*Work task*: Extract each line of the records below that contains the word "wall".

*Task data*:
※

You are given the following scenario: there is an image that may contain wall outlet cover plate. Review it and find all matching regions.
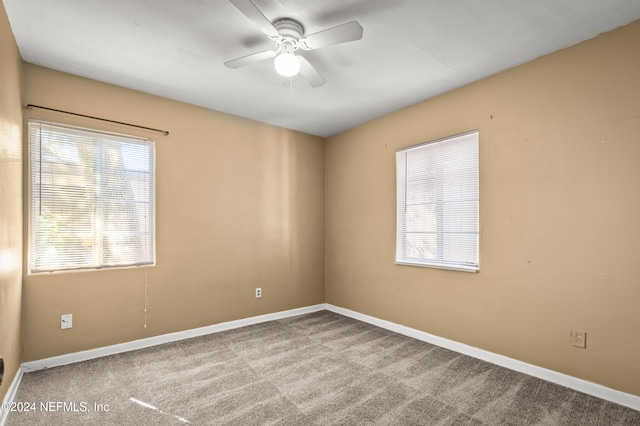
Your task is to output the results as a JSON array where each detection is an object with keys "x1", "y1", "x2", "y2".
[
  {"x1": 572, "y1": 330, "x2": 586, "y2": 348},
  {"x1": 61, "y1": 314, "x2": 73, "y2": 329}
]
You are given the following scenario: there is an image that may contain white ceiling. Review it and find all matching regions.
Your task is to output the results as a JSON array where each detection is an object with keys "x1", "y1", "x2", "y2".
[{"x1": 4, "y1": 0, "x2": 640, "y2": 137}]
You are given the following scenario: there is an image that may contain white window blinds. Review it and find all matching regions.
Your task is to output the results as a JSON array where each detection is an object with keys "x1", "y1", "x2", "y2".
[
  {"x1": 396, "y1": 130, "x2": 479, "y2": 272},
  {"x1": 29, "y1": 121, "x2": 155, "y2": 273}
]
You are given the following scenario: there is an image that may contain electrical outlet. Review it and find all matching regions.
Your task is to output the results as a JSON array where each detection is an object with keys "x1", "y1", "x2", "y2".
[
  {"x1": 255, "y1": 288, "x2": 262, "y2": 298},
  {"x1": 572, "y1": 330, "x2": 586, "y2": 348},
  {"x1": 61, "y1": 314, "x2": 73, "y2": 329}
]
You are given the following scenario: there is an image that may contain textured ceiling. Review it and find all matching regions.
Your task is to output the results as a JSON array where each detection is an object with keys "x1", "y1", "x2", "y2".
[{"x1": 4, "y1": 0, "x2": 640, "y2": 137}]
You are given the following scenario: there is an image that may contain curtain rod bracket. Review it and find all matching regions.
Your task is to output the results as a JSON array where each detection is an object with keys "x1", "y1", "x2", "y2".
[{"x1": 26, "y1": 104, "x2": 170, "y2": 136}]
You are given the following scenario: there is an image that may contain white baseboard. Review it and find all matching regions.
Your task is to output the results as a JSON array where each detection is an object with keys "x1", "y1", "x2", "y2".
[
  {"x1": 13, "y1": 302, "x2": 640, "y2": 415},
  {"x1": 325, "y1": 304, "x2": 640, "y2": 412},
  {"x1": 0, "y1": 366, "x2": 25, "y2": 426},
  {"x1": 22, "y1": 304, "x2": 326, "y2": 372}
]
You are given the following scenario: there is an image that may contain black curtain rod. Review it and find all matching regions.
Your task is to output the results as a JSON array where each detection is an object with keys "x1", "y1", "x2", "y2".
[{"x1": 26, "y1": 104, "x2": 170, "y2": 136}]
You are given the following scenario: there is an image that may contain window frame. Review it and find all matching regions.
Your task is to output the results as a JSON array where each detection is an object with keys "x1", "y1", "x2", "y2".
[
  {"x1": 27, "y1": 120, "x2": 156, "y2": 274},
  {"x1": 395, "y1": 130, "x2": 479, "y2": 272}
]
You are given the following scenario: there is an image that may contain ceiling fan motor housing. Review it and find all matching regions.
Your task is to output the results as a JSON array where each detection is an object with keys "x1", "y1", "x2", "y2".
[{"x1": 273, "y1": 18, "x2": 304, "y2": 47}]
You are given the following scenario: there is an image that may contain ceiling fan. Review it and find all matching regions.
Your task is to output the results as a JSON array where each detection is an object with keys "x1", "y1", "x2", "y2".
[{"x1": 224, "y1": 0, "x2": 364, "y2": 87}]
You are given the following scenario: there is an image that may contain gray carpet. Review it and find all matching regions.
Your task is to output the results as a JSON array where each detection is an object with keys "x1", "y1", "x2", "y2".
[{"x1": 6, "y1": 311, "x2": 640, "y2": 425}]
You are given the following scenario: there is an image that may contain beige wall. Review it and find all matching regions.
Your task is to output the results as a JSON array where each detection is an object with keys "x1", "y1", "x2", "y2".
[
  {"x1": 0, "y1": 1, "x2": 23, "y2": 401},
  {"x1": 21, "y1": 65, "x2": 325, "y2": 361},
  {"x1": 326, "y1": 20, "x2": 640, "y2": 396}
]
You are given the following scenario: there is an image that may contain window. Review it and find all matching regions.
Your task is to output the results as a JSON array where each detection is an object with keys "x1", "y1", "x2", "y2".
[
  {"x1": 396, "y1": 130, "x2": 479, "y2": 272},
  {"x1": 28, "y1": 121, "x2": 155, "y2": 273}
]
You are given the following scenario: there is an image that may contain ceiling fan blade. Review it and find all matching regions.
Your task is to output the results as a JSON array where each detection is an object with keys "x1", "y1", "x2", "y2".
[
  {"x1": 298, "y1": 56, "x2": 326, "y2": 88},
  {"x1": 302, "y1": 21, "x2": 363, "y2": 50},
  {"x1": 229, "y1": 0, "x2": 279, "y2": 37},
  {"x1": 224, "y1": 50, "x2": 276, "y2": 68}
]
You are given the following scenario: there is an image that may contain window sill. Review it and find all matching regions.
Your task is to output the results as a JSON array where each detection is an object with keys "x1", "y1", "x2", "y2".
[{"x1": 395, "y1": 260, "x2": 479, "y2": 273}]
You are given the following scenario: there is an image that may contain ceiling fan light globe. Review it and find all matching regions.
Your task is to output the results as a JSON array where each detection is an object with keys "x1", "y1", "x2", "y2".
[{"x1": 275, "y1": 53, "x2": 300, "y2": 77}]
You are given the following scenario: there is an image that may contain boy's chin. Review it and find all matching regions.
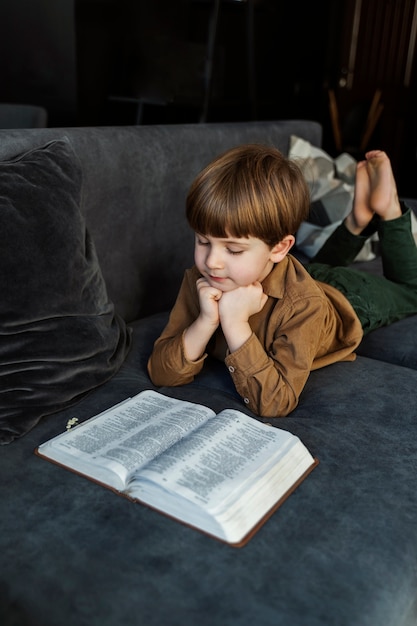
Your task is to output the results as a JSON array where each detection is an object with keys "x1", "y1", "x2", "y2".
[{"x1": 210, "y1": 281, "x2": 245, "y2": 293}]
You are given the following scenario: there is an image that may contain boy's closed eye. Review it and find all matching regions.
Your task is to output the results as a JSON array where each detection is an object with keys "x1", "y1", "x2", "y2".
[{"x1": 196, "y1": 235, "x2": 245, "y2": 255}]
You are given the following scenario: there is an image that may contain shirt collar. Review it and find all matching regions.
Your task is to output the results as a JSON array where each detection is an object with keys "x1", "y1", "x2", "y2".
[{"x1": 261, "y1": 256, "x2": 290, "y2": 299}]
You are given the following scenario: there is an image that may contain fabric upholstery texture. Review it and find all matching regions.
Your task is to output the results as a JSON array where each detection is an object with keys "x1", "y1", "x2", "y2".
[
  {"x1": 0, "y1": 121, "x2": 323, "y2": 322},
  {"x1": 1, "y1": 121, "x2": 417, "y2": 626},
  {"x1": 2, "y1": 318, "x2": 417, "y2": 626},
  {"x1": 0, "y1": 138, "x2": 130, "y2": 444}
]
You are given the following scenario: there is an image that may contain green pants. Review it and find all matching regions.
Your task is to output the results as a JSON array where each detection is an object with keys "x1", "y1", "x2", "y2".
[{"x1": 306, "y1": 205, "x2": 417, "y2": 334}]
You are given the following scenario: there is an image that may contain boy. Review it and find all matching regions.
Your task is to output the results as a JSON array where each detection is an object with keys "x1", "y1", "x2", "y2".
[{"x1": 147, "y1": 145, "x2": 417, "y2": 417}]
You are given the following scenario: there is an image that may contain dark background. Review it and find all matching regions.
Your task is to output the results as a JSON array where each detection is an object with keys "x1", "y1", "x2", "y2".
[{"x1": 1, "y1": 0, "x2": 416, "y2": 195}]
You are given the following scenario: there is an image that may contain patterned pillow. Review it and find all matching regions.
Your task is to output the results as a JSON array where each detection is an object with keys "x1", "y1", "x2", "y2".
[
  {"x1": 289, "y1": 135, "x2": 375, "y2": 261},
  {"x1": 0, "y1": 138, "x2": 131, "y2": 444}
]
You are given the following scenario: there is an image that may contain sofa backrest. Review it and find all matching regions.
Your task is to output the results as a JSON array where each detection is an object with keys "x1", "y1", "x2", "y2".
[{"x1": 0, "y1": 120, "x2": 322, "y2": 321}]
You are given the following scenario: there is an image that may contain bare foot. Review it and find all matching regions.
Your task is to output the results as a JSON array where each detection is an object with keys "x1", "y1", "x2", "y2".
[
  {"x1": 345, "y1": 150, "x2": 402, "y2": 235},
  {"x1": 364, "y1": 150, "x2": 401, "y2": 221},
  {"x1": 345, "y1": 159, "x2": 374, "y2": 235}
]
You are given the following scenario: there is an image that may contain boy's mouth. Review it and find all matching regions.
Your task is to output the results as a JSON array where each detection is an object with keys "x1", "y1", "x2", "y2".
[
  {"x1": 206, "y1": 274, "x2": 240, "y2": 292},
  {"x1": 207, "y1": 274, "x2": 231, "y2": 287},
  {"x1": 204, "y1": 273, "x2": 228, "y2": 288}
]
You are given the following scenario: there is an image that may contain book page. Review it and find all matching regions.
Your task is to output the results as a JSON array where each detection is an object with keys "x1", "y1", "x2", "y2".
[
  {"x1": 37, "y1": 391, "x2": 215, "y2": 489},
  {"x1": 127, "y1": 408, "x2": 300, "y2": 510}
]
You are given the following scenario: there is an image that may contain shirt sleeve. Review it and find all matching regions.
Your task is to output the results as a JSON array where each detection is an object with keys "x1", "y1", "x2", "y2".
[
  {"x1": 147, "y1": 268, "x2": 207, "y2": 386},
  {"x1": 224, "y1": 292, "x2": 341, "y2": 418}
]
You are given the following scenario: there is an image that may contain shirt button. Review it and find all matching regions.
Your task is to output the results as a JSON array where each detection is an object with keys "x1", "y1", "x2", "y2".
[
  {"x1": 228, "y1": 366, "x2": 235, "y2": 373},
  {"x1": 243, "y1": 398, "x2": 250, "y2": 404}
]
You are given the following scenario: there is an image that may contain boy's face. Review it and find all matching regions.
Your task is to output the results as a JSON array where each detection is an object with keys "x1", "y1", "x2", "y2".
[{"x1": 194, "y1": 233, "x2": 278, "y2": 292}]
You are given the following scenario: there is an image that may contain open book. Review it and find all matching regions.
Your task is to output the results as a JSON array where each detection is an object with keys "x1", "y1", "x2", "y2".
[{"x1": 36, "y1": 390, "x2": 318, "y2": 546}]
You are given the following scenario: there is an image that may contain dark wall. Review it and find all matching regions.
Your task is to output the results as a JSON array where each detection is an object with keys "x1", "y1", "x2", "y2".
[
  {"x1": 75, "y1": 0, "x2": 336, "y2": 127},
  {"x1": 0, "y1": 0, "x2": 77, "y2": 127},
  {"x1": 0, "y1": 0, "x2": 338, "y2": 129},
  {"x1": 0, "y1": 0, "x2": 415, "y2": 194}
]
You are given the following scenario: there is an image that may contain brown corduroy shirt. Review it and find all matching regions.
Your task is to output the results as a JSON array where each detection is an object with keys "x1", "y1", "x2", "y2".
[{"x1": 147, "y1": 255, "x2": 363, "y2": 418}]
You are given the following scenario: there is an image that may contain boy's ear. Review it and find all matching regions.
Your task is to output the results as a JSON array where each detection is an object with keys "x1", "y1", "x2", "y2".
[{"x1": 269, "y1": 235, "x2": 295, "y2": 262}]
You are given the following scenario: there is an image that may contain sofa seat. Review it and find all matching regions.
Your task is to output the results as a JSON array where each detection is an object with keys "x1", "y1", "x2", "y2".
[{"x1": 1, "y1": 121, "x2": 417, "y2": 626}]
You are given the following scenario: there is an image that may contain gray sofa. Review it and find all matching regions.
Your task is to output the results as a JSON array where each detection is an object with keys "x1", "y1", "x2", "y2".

※

*Answer box*:
You are given the following scenario: there is an image that may contain wall outlet cover plate. Review it and find all matching regions.
You are given the following scenario: there is an image that may contain beige wall. Review it and find all matching regions.
You are given the following scenario: there is an image that may contain dark wall. Review it and find all matching regions.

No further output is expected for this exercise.